- **Esercizio da svolgere**:
Duplica, senza alcuna modifica, il passo del testo sul credito bancario compreso tra "Più rischi nel" e "contesto di incertezza.", estremi inclusi.

- **Blocco di testo**:
↓

Più rischi nel credito
La Banca centrale europea ha pubblicato il suo ultimo Bollettino il 28 aprile scorso. Il testo dei tecnici di Francoforte parla chiaro: “L’ultima indagine sul credito bancario nell’area dell’euro indica che nel primo trimestre dell’anno i criteri per la concessione di prestiti alle imprese e di mutui per l’acquisto di abitazioni sono divenuti nel complesso più restrittivi, in relazione ai maggiori timori degli intermediari circa i rischi cui è esposta la clientela nel contesto di incertezza.
Ci si attende un ulteriore inasprimento di tali criteri nei prossimi mesi, via via che le banche terranno conto dell’impatto economico avverso dell’aggressione della Russia all’Ucraina e dei rincari dei beni energetici”.

↑

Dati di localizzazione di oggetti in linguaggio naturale
↓

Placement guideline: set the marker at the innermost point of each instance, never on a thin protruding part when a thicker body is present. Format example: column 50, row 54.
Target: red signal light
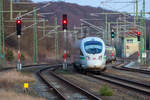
column 18, row 21
column 64, row 21
column 138, row 33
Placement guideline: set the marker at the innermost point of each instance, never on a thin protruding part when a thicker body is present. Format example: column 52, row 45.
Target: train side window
column 81, row 53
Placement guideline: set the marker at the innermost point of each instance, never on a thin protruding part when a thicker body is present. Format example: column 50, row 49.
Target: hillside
column 76, row 12
column 46, row 46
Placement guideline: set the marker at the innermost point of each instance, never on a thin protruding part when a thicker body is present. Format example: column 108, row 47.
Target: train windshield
column 93, row 47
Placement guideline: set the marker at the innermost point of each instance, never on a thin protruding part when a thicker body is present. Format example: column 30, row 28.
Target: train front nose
column 95, row 63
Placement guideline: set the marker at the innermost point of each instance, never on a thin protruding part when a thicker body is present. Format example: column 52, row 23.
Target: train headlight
column 100, row 57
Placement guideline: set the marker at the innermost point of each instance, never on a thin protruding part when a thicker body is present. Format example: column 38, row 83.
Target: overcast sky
column 126, row 7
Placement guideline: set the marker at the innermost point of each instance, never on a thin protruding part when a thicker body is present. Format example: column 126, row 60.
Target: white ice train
column 89, row 54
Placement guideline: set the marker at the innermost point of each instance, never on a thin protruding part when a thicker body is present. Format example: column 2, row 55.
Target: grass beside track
column 12, row 86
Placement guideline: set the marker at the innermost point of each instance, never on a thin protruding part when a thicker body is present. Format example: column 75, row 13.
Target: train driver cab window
column 81, row 53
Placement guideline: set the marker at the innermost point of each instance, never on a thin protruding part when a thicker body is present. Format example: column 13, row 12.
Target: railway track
column 143, row 71
column 65, row 89
column 132, row 85
column 25, row 66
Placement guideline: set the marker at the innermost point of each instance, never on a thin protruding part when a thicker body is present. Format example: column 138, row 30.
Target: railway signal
column 112, row 34
column 64, row 22
column 138, row 35
column 18, row 26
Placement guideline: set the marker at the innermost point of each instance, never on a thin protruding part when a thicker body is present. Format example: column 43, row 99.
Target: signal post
column 64, row 27
column 18, row 29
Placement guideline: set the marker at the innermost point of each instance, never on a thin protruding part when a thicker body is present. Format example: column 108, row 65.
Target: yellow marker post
column 26, row 85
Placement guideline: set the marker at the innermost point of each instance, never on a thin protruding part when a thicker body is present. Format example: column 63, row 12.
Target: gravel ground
column 39, row 87
column 94, row 86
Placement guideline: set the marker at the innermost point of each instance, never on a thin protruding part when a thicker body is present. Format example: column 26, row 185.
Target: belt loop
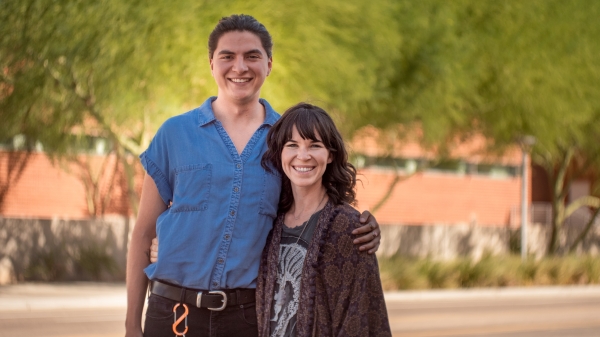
column 182, row 298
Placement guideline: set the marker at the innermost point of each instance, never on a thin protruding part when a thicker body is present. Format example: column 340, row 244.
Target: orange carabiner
column 177, row 321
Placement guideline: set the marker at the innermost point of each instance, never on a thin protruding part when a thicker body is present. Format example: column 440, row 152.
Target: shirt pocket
column 192, row 188
column 271, row 190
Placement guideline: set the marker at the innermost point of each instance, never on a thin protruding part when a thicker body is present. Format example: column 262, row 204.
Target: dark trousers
column 233, row 321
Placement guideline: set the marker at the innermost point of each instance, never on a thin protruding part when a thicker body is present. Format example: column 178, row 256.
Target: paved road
column 534, row 315
column 98, row 310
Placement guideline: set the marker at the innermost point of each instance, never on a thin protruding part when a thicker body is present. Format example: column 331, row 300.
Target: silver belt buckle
column 222, row 293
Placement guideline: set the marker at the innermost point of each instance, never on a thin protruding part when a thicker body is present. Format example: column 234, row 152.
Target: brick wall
column 48, row 190
column 438, row 198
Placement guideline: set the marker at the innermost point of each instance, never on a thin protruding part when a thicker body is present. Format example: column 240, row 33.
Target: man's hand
column 372, row 233
column 154, row 251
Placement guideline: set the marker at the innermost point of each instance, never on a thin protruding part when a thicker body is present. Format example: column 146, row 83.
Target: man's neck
column 233, row 112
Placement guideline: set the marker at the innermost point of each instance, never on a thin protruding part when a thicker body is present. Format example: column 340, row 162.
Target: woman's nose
column 303, row 153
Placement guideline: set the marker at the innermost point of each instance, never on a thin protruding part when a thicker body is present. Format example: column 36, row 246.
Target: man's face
column 240, row 65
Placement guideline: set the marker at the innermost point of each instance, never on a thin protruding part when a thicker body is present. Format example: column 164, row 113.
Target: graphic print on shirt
column 287, row 289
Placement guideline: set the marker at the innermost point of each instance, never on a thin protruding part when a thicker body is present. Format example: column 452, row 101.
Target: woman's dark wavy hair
column 240, row 23
column 339, row 178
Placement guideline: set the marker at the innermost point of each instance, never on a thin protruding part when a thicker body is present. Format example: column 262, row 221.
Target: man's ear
column 270, row 65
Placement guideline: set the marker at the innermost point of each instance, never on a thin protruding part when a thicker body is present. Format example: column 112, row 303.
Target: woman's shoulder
column 345, row 219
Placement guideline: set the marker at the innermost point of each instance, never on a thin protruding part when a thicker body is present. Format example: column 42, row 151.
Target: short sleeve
column 155, row 161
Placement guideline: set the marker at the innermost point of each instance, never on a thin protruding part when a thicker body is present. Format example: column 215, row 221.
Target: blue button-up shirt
column 222, row 204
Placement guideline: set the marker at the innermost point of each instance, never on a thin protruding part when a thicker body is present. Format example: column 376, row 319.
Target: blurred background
column 474, row 124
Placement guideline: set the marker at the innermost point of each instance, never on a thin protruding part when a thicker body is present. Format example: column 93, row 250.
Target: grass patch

↑

- **Risultato ottenuto**:
Più rischi nel credito
La Banca centrale europea ha pubblicato il suo ultimo Bollettino il 28 aprile scorso. Il testo dei tecnici di Francoforte parla chiaro: “L’ultima indagine sul credito bancario nell’area dell’euro indica che nel primo trimestre dell’anno i criteri per la concessione di prestiti alle imprese e di mutui per l’acquisto di abitazioni sono divenuti nel complesso più restrittivi, in relazione ai maggiori timori degli intermediari circa i rischi cui è esposta la clientela nel contesto di incertezza.